> **What the task requires**
In the listing below, find the line containing "Query: closed notebook" and the line containing "Query: paper on desk". Repeat exactly those two lines and every line between them, nothing more.
*** Opening of Data to examine ***
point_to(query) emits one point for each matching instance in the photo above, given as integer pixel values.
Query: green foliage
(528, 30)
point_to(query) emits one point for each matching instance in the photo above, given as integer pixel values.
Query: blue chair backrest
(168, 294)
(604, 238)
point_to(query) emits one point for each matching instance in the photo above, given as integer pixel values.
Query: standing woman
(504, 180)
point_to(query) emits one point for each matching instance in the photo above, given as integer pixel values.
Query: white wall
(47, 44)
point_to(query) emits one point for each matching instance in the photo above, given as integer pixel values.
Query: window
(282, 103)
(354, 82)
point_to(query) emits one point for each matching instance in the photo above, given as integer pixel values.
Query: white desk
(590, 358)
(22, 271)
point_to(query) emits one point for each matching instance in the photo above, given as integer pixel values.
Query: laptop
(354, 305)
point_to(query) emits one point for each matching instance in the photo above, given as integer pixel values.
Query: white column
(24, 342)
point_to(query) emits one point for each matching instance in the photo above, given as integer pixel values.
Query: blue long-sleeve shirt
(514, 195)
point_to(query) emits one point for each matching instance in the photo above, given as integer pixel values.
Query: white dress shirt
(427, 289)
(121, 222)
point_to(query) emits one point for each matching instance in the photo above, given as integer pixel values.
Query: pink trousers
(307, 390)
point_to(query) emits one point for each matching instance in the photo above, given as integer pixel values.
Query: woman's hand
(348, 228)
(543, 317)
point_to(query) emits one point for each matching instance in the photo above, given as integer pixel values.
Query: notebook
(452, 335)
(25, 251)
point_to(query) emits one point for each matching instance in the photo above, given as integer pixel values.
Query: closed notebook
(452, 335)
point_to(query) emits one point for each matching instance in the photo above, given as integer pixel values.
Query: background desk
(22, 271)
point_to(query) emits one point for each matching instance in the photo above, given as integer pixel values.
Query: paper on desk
*** Close of Data to examine ***
*** Opening of Data to examine ***
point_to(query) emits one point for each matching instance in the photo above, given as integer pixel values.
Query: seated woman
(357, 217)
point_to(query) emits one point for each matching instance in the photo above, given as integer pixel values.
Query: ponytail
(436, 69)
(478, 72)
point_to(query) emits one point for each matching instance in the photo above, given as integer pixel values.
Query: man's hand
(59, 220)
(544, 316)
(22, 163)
*** Close of Data to examine ***
*** Opening of Data to examine ***
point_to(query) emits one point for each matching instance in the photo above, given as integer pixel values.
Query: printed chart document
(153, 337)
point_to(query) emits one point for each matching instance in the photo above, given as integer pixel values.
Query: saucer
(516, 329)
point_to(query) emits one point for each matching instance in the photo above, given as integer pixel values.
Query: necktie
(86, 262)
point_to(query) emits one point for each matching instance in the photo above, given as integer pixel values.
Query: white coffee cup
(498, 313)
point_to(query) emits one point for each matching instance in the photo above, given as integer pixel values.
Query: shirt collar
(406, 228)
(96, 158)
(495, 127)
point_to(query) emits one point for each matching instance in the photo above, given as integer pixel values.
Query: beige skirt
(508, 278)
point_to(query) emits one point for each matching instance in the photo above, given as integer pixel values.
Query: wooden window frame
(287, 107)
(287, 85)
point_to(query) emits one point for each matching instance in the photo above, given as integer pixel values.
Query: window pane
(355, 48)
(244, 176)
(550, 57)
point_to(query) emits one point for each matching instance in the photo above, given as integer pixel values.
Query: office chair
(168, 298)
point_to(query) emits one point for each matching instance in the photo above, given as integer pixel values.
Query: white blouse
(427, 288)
*** Close of Data to examine ***
> **Completed exercise**
Query: closed notebook
(452, 335)
point_to(query) emits one point for each matching instance in the photo above, given as integer pixel values.
Query: background desk
(22, 271)
point_to(query) emits one point for each matching instance in the photo above, given as integer pixel values.
Query: paper on desk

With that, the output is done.